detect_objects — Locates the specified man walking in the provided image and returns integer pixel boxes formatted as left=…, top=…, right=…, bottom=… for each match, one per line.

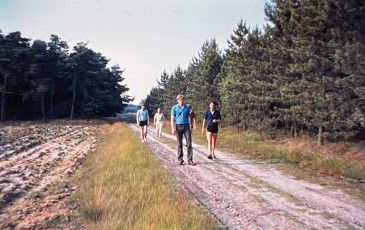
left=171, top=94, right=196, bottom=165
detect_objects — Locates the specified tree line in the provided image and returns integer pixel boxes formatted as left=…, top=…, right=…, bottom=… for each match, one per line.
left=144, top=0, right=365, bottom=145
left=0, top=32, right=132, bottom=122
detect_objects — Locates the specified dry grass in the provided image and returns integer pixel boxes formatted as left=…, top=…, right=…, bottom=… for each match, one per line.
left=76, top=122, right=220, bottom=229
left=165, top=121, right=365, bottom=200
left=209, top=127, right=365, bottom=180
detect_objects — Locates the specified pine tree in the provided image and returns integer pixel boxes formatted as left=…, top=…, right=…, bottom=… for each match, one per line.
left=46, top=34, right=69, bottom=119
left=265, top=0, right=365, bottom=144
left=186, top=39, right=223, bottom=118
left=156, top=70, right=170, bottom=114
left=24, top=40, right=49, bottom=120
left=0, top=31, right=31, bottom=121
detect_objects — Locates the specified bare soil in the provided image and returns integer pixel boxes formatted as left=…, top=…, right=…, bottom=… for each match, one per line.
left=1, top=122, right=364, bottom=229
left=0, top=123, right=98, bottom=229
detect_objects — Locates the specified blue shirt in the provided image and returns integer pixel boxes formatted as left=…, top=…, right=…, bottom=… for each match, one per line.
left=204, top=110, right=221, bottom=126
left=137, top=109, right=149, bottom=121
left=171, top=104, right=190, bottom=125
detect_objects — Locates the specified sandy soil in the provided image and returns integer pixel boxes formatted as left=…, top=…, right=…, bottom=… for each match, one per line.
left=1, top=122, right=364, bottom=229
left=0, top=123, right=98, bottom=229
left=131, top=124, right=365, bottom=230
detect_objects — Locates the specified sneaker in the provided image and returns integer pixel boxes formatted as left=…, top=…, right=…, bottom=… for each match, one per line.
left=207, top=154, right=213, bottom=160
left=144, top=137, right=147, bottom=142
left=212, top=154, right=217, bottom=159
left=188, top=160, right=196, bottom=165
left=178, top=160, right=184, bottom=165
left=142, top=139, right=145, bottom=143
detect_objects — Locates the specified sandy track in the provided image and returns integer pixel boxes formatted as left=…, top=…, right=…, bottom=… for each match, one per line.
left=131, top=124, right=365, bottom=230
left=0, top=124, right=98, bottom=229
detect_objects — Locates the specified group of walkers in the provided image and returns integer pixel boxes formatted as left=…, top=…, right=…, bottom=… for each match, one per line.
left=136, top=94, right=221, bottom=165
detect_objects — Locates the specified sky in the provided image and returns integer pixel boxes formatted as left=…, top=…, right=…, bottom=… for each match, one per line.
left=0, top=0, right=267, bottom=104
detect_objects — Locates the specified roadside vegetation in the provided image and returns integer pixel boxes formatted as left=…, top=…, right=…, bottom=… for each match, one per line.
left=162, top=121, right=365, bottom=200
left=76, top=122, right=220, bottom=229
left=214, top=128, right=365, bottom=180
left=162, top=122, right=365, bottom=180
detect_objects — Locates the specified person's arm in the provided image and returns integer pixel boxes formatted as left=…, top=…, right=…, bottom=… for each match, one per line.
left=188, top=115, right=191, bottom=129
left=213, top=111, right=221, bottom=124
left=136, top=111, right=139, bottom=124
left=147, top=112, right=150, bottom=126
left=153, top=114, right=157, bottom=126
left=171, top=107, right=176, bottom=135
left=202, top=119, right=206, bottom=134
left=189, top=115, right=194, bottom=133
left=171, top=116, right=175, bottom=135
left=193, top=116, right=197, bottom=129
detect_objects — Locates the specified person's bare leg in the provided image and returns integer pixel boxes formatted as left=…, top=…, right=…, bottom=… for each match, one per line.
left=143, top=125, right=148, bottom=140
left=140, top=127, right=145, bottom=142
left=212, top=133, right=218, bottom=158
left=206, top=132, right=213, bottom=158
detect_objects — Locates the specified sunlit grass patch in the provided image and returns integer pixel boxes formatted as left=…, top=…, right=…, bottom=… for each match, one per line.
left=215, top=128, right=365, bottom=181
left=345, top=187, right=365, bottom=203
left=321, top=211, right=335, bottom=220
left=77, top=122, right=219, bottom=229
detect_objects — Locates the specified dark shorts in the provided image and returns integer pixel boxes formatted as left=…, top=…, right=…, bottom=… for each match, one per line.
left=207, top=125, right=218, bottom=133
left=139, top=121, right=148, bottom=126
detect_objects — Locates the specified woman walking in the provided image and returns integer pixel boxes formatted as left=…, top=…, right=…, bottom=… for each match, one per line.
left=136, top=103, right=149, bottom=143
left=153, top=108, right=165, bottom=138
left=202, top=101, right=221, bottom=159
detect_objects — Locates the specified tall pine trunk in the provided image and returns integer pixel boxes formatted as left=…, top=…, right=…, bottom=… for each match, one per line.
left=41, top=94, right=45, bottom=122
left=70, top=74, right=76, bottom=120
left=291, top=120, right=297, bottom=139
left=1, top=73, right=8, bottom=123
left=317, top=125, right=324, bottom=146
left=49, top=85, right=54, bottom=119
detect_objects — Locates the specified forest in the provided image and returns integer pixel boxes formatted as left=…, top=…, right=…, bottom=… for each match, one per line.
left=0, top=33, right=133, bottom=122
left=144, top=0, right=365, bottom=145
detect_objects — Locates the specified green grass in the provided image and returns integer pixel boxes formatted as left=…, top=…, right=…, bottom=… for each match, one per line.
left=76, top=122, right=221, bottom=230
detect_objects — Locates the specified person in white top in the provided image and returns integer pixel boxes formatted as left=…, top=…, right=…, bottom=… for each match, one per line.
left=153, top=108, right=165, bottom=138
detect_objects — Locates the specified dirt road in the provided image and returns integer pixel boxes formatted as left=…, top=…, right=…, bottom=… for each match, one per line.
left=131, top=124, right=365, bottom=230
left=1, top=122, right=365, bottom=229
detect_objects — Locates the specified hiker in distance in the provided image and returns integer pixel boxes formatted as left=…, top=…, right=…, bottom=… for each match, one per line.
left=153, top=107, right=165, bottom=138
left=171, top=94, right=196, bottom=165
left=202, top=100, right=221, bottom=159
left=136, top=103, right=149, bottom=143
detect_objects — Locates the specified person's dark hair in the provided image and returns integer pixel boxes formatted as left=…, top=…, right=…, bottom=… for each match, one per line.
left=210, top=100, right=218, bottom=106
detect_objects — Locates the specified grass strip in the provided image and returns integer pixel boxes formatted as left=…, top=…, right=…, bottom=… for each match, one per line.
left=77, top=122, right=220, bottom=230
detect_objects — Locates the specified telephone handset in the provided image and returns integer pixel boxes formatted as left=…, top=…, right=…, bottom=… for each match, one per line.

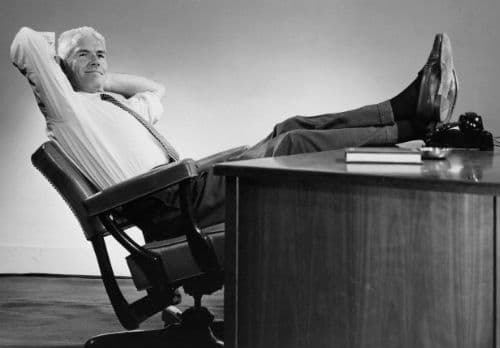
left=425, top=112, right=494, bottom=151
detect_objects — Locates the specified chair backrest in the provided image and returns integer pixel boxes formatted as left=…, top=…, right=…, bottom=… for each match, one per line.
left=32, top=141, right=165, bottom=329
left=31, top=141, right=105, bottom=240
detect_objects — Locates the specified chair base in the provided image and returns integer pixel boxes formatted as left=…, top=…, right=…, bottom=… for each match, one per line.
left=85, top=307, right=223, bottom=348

*Exercise goal*: Retype the material in full, exactly as written, and exclude the pictures.

*Result of the task*:
detect_objects — Locates the specified man walking in the provided image and returns integer pixel boxes formatted as left=…, top=…, right=…, bottom=… for each match, one per line.

left=171, top=94, right=196, bottom=165
detect_objects — Locates the specified tree line in the provided image and returns integer pixel boxes formatted as left=…, top=…, right=…, bottom=… for each match, one per line.
left=144, top=0, right=365, bottom=145
left=0, top=32, right=132, bottom=122
detect_objects — Locates the specified dry grass in the provided image and returns integer pixel boxes formatted as left=…, top=…, right=…, bottom=… for each match, one per line.
left=76, top=122, right=220, bottom=229
left=165, top=121, right=365, bottom=200
left=209, top=127, right=365, bottom=180
detect_objects — Locates the specified pine tree in the provided image and returns integer pixel boxes formatted as left=…, top=…, right=…, bottom=… for each match, one per line.
left=46, top=34, right=69, bottom=119
left=265, top=0, right=365, bottom=144
left=186, top=39, right=223, bottom=118
left=156, top=70, right=170, bottom=114
left=24, top=40, right=49, bottom=120
left=0, top=31, right=31, bottom=121
detect_objects — Locates the specified bare soil in the provided image and returns integer pixel boxes formatted as left=…, top=…, right=…, bottom=… for each match, one per line.
left=1, top=122, right=364, bottom=229
left=0, top=123, right=98, bottom=229
detect_objects — Locates the specified blue shirt in the provided image and returns integer pixel boxes formatted as left=…, top=…, right=…, bottom=… for each match, one per line.
left=204, top=110, right=221, bottom=126
left=137, top=109, right=149, bottom=121
left=171, top=104, right=190, bottom=125
detect_objects — Locates the specified sandy soil in the provided image and returns integer pixel boxes formatted as left=…, top=…, right=…, bottom=… for each match, one per line.
left=1, top=122, right=364, bottom=229
left=0, top=123, right=98, bottom=229
left=131, top=124, right=365, bottom=230
detect_objects — Locates the specified sneaker in the provided image and returns integer pixel boxes formatted as left=…, top=…, right=…, bottom=… for each match, one per line.
left=207, top=154, right=213, bottom=160
left=144, top=137, right=147, bottom=142
left=212, top=154, right=217, bottom=159
left=188, top=160, right=196, bottom=165
left=178, top=160, right=184, bottom=165
left=142, top=139, right=145, bottom=143
detect_objects — Locates the specified sandy track in the provided image and returns integer pixel boxes formatted as left=…, top=…, right=…, bottom=… for each match, one per line.
left=131, top=124, right=365, bottom=230
left=0, top=124, right=98, bottom=229
detect_objects — Locates the specified group of walkers in the provided image and returns integer pixel boxes formatted as left=…, top=…, right=…, bottom=… for each match, one per line.
left=136, top=94, right=221, bottom=165
detect_objects — Locates the specified sky in the provided image and returns integer pixel boxes formatted as left=…, top=…, right=…, bottom=… for each match, one per line.
left=0, top=0, right=267, bottom=104
detect_objects — Locates the specified roadside vegetation in the provided image and returns integer pixel boxes formatted as left=…, top=…, right=…, bottom=… for each match, one per line.
left=162, top=121, right=365, bottom=200
left=76, top=122, right=220, bottom=229
left=214, top=128, right=365, bottom=180
left=162, top=122, right=365, bottom=180
detect_objects — Locates the specified person's arm in the provided image and returns integer pixel boxes formatted as left=…, top=…, right=…, bottom=… for each match, one per line.
left=188, top=115, right=191, bottom=129
left=213, top=111, right=221, bottom=124
left=136, top=111, right=139, bottom=124
left=147, top=112, right=150, bottom=126
left=153, top=114, right=157, bottom=126
left=171, top=107, right=176, bottom=135
left=202, top=119, right=206, bottom=134
left=189, top=115, right=194, bottom=133
left=171, top=116, right=175, bottom=135
left=193, top=116, right=197, bottom=129
detect_objects — Locates the specified person's bare leg in the provided image and returns integer pixel boxes formatted as left=…, top=…, right=…, bottom=… for each match, one per line.
left=143, top=125, right=148, bottom=140
left=140, top=127, right=145, bottom=142
left=212, top=133, right=218, bottom=158
left=206, top=132, right=213, bottom=158
detect_objects — Locates the specified sunlit grass patch in the provided image and returns integer pixel boxes formatted as left=…, top=…, right=…, bottom=… for each match, one per line.
left=215, top=128, right=365, bottom=181
left=345, top=187, right=365, bottom=203
left=321, top=211, right=335, bottom=220
left=77, top=122, right=219, bottom=229
detect_objects — Locates the specified dark shorts in the provided image and returns integer pixel boxes formatted as left=…, top=…, right=…, bottom=… for each match, one per line.
left=207, top=125, right=218, bottom=133
left=139, top=121, right=148, bottom=126
detect_objects — Locates the specified woman walking in the provided image and returns integer pixel boxes formatted as left=…, top=…, right=…, bottom=… for each match, one per line.
left=136, top=103, right=149, bottom=143
left=153, top=108, right=165, bottom=138
left=202, top=101, right=221, bottom=159
detect_objects — Locates the specified tall pine trunk in the provided image and returns integer pixel boxes formatted as left=…, top=…, right=…, bottom=… for each match, one per line.
left=41, top=94, right=45, bottom=122
left=70, top=74, right=76, bottom=120
left=291, top=120, right=297, bottom=139
left=1, top=73, right=8, bottom=123
left=317, top=125, right=324, bottom=146
left=49, top=85, right=54, bottom=119
detect_objects — Locates the specified forest in the provided image and returns integer pixel boxes formatted as left=…, top=…, right=…, bottom=… for each match, one per line.
left=0, top=33, right=133, bottom=122
left=144, top=0, right=365, bottom=145
detect_objects — Locates the specified green grass in the provided image and returns integer pixel boxes formatted as left=…, top=…, right=…, bottom=… for each match, one per line.
left=76, top=122, right=221, bottom=230
detect_objects — Locates the specified person in white top in the provided image and returns integer pixel boxes formatted as left=…, top=…, right=…, bottom=… for each match, one per line.
left=153, top=108, right=165, bottom=138
detect_objects — Locates the specified dirt road in the provided image and returns integer pixel boxes formatted as left=…, top=…, right=…, bottom=… for each match, one per line.
left=131, top=124, right=365, bottom=230
left=1, top=122, right=365, bottom=229
detect_objects — Locates the specified hiker in distance in the provided image and returns integer pixel boxes formatted as left=…, top=…, right=…, bottom=… for each match, one per line.
left=153, top=107, right=165, bottom=138
left=171, top=94, right=196, bottom=165
left=202, top=100, right=221, bottom=159
left=136, top=103, right=149, bottom=143
detect_objects — Locates the specified person's dark hair in the provided image and returns integer pixel boxes formatted as left=…, top=…, right=…, bottom=… for each match, one per line.
left=210, top=100, right=218, bottom=106
detect_objects — Locates the specified grass strip in the provided image and returns integer pixel boxes formatted as left=…, top=…, right=…, bottom=… for each match, one per line.
left=77, top=122, right=220, bottom=230
detect_objects — Locates the specified telephone handset in the provided image and returns integer pixel boxes formatted as left=…, top=…, right=…, bottom=… for each match, one per line.

left=425, top=112, right=494, bottom=151
detect_objects — Locates the specified chair backrest in the provided image and returns integer pixel boxes formatted as left=…, top=…, right=…, bottom=… for each match, one per line.
left=32, top=141, right=165, bottom=329
left=31, top=141, right=105, bottom=240
detect_objects — Locates the specified chair base in the provided image and returns integer pixel boxes formatted as left=…, top=…, right=…, bottom=… for each match, one per line.
left=85, top=307, right=223, bottom=348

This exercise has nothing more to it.